▸ **Teks Bacaan**:
Performa luar biasa Arsenal masih berlanjut. Tim besutan Mikel Arteta ini masih konsisten meraih kemenangan di Liga Inggris. Tidak hanya menang, cara bermain mereka juga menunjukkan kekompakan tim, determinasi tinggi dan rasa lapar akan kemenangan.
Ya, setidaknya itulah yang mereka tunjukkan saat memenangi duel kandang melawan Manchester United dalam lanjutan Premier league Minggu malam (22/1) waktu Indonesia. Mereka menang secara dramatis dengan skor 3-2 dengan dominasi yang tak terbantahkan.
Pertanyaan sekarang adalah, siapa yang bisa menghentikan Arsenal? Sudah separuh musim dan mereka masih tetap nyaman di peringkat pertama. Arsenal bahkan unggul 5 poin dari juara bertahan Manchester City, dengan masih menyisakan satu pertandingan pula.
Dan memang sepertinya, sejauh ini hanya Man City lah yang secara objektif bisa mengganggu jalan Arsenal menuju juara Liga Inggris.

▸ **Entri Data**:
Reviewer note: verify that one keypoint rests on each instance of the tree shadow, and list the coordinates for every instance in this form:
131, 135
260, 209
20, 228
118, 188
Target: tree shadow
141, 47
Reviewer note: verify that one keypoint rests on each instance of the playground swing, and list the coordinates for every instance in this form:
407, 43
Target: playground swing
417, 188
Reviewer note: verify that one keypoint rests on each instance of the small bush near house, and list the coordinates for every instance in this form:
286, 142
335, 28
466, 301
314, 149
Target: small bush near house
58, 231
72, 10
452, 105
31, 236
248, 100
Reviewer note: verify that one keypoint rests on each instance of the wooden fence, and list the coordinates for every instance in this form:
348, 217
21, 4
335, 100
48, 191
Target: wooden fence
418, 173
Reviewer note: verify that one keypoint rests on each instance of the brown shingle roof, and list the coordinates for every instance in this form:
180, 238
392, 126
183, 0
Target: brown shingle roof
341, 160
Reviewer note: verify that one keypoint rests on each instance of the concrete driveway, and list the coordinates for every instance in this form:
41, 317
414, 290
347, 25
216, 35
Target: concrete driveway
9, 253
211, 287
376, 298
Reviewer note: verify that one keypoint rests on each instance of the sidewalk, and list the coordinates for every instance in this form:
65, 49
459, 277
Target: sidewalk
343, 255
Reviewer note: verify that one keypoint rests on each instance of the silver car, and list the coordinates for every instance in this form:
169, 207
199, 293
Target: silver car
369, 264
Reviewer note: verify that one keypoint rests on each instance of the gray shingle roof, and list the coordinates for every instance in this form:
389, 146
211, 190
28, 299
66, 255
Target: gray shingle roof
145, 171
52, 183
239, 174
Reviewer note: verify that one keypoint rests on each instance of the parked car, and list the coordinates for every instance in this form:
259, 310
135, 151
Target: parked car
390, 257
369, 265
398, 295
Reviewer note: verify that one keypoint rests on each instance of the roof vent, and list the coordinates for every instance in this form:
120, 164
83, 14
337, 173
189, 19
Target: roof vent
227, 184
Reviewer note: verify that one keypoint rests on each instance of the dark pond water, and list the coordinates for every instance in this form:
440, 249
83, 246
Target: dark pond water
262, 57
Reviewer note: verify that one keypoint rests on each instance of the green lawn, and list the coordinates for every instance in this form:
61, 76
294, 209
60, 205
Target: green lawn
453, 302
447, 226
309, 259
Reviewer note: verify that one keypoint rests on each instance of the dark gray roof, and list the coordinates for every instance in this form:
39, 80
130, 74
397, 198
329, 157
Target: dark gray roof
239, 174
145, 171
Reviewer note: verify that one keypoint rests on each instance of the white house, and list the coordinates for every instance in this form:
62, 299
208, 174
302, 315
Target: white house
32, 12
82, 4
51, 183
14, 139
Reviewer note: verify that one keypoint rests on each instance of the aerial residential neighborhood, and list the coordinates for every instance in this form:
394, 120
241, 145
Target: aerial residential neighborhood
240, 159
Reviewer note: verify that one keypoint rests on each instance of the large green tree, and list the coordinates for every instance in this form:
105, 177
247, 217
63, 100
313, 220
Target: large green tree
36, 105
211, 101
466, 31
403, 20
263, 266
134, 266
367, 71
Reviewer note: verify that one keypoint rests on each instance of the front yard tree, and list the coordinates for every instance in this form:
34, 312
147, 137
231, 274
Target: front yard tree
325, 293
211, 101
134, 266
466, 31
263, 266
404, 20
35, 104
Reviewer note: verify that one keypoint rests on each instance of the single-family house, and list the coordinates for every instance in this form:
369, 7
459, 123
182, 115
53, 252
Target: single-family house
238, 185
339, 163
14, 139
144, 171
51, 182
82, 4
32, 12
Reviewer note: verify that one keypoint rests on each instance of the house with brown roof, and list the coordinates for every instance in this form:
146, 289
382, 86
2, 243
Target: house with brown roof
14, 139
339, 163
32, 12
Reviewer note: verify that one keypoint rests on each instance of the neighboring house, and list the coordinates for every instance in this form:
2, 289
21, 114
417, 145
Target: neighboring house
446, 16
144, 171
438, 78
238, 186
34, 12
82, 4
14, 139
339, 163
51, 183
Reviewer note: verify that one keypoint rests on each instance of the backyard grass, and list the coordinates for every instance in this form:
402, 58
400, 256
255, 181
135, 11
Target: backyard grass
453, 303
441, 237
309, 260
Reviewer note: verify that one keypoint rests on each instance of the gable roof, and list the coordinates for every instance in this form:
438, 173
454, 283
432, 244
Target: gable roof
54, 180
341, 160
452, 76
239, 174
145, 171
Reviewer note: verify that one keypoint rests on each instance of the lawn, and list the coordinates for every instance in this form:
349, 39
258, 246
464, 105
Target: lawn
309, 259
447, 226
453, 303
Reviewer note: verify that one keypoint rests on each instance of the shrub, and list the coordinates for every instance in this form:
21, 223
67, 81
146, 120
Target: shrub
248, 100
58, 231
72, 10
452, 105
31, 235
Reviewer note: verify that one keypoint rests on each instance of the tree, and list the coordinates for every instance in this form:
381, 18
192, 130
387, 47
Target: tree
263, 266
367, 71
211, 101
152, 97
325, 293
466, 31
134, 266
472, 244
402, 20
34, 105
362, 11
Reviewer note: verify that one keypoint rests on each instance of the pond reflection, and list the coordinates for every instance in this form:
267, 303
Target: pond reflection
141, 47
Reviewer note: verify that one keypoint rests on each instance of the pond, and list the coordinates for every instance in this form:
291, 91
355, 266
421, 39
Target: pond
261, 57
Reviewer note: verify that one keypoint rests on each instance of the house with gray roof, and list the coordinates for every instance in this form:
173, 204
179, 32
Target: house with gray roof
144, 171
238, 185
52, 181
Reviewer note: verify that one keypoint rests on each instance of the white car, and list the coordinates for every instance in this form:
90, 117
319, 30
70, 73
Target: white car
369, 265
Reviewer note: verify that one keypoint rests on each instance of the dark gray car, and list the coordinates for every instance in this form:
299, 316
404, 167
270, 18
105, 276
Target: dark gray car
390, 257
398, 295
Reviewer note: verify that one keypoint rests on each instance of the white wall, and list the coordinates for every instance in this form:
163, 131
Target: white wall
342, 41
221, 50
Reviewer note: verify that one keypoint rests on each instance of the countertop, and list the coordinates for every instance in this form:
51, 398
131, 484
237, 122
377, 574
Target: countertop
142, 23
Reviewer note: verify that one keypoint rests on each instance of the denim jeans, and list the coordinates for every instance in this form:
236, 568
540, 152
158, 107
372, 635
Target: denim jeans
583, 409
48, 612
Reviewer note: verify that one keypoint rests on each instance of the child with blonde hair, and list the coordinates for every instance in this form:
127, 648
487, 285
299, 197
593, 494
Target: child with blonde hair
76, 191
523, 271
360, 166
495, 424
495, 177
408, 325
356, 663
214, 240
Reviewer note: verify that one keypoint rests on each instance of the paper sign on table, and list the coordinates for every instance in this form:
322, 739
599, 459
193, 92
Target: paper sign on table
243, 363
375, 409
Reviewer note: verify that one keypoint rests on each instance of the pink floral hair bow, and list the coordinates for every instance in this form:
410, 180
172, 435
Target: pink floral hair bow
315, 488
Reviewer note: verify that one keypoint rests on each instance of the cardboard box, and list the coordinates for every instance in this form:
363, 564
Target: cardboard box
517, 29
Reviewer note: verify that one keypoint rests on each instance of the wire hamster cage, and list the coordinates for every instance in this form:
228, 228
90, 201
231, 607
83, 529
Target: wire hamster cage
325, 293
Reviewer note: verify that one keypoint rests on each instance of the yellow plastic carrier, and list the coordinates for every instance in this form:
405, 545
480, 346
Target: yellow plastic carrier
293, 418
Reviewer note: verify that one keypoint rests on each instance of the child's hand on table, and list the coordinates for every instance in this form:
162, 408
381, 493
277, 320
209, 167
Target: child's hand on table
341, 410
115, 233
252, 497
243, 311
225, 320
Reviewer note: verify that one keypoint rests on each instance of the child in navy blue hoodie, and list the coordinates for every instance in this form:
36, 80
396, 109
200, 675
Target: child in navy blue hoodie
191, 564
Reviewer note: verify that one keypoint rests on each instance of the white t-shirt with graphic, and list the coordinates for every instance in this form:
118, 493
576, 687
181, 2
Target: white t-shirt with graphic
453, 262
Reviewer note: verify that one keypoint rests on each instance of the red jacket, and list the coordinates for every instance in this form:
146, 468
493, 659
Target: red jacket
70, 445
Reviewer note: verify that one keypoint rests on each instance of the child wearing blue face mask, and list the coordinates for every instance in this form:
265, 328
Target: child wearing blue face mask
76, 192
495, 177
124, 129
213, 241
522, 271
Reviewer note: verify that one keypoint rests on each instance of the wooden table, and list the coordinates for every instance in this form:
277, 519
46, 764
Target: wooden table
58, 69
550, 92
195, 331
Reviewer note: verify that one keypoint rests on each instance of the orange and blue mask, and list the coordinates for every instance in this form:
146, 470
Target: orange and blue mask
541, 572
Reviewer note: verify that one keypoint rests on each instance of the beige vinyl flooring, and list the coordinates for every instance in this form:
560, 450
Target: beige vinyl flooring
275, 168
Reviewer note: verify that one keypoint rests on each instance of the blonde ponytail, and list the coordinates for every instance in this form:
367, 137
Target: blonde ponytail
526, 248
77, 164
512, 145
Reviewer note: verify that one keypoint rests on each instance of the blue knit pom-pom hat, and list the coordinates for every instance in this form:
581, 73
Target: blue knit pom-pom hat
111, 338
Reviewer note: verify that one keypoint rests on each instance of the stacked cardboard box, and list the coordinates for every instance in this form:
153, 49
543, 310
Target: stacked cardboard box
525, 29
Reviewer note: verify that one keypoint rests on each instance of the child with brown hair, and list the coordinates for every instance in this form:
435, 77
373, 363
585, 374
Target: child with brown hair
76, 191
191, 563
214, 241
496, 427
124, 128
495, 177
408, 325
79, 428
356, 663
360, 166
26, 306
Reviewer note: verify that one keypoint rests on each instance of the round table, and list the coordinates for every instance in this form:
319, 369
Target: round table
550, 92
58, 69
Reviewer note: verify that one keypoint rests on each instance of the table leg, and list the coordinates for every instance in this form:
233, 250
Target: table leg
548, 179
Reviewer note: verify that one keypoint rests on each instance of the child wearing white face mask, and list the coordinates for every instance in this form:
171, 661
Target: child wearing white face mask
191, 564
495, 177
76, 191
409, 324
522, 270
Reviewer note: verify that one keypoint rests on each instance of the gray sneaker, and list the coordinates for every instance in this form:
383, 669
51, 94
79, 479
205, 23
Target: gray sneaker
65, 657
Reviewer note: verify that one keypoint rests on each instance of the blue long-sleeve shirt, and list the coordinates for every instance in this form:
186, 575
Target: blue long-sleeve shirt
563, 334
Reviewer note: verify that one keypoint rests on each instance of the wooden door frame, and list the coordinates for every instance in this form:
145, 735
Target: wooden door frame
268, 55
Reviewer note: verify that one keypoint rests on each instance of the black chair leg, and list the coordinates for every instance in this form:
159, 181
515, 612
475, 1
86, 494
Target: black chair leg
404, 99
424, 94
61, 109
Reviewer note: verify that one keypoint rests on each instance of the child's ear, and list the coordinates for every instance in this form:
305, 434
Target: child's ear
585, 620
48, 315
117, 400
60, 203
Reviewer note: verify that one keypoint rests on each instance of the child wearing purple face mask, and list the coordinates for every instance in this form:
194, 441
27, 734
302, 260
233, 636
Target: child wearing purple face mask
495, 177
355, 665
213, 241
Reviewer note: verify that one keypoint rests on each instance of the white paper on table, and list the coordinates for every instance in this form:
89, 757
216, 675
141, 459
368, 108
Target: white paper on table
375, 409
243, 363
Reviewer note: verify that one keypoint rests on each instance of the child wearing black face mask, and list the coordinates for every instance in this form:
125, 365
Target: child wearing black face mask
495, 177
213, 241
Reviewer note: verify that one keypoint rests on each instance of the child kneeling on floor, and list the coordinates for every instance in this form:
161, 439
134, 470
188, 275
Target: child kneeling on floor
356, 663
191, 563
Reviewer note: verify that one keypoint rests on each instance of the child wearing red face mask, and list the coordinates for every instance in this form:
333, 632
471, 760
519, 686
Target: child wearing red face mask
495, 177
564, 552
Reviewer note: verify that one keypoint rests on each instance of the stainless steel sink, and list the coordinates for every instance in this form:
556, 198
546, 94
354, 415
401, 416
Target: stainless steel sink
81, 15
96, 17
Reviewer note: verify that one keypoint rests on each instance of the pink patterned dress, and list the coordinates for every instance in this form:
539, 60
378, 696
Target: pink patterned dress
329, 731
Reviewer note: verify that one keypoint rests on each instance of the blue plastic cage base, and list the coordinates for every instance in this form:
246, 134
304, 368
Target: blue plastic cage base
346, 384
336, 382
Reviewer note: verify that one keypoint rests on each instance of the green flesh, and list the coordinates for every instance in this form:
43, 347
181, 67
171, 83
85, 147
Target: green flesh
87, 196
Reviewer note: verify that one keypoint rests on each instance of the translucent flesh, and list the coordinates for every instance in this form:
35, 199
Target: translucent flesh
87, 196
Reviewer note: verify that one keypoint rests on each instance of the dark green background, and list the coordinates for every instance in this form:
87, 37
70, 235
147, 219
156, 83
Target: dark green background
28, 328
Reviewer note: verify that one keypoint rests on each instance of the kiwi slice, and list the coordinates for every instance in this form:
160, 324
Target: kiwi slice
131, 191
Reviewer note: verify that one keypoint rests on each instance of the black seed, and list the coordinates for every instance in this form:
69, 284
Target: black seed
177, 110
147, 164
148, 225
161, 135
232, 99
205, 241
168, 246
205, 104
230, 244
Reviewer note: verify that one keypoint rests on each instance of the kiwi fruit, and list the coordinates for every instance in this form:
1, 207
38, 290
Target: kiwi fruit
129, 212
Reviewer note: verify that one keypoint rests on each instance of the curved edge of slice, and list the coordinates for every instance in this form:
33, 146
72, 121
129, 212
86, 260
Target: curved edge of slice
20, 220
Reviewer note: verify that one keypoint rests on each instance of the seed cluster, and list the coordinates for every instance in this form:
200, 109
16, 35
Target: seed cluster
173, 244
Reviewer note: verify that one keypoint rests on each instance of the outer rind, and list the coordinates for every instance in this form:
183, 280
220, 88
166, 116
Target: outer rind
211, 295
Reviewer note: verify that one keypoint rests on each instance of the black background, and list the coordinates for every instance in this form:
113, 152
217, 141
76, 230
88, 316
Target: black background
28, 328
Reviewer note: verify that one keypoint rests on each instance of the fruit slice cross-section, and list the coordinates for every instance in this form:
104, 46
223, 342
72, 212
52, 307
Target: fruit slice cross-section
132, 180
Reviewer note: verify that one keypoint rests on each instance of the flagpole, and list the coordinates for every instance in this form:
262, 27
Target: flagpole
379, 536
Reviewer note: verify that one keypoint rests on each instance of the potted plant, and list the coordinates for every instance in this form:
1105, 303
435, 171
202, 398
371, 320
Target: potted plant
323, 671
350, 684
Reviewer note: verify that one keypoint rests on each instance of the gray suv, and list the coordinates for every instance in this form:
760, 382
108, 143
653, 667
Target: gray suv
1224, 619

▸ **Perintah Tugas 1**: Bisakah Anda meringkas paragraf teks bacaan tentang Arsenal yang diawali "Pertanyaan sekarang adalah" menjadi daftar poin yang tetap memuat fakta utamanya?
▸ **Perintah Tugas 2**: Bisakah Anda melanjutkan teks bacaan tentang Arsenal, dimulai tepat setelah kalimat terakhirnya?

▸ **Jawaban yang Diharapkan 1**:
- Muncul pertanyaan tentang siapa yang bisa menghentikan Arsenal.
- Musim sudah berjalan separuh, dan Arsenal masih nyaman di peringkat pertama.
- Arsenal unggul 5 poin dari juara bertahan Manchester City.
- Arsenal juga masih menyisakan satu pertandingan.

▸ **Jawaban yang Diharapkan 2**:
Yang membedakan City dan Arsenal adalah rasa lapar. Kita tahu, Arsenal terakhir menjadi juara Premier League adalah musim 2003-2004 atau 19 tahun yang lalu. Sementara Man City adalah pemenang trofi Liga Inggris empat kali dalam lima tahun terakhir.
Dominasi di liga domestik itu tidak diikuti City dengan kejayaan di Liga Champions Eropa. Jadi bisa saja, rasa lapar City sekarang lebih kepada kejayaan Eropa dibandingkan dengan liga lokal.
Namun demikian, skuad Man City sudah dipersiapkan untuk juara di semua kompetisi. Kedalaman skuad yang cukup untuk membuat dua tim yang sama kuat jelas menguntungkan City dalam persaingan kompetisi panjang liga.
Ditambah, tidak semua pemain City sudah merasakan jadi juara Premier League. Salah satunya adalah Erling Haaland yang sudah mencetak 25 gol di 19 penampilannya di Liga Inggris. Ia tentu mau jadi juara Liga Inggris.
Sementara bagi Arsenal, masalah konsistensi adalah hal yang sering gagal mereka atasi di setiap musim. Sehingga saat Arsenal tancap gas di awal musim, wajar kalau banyak yang masih meragukan mereka.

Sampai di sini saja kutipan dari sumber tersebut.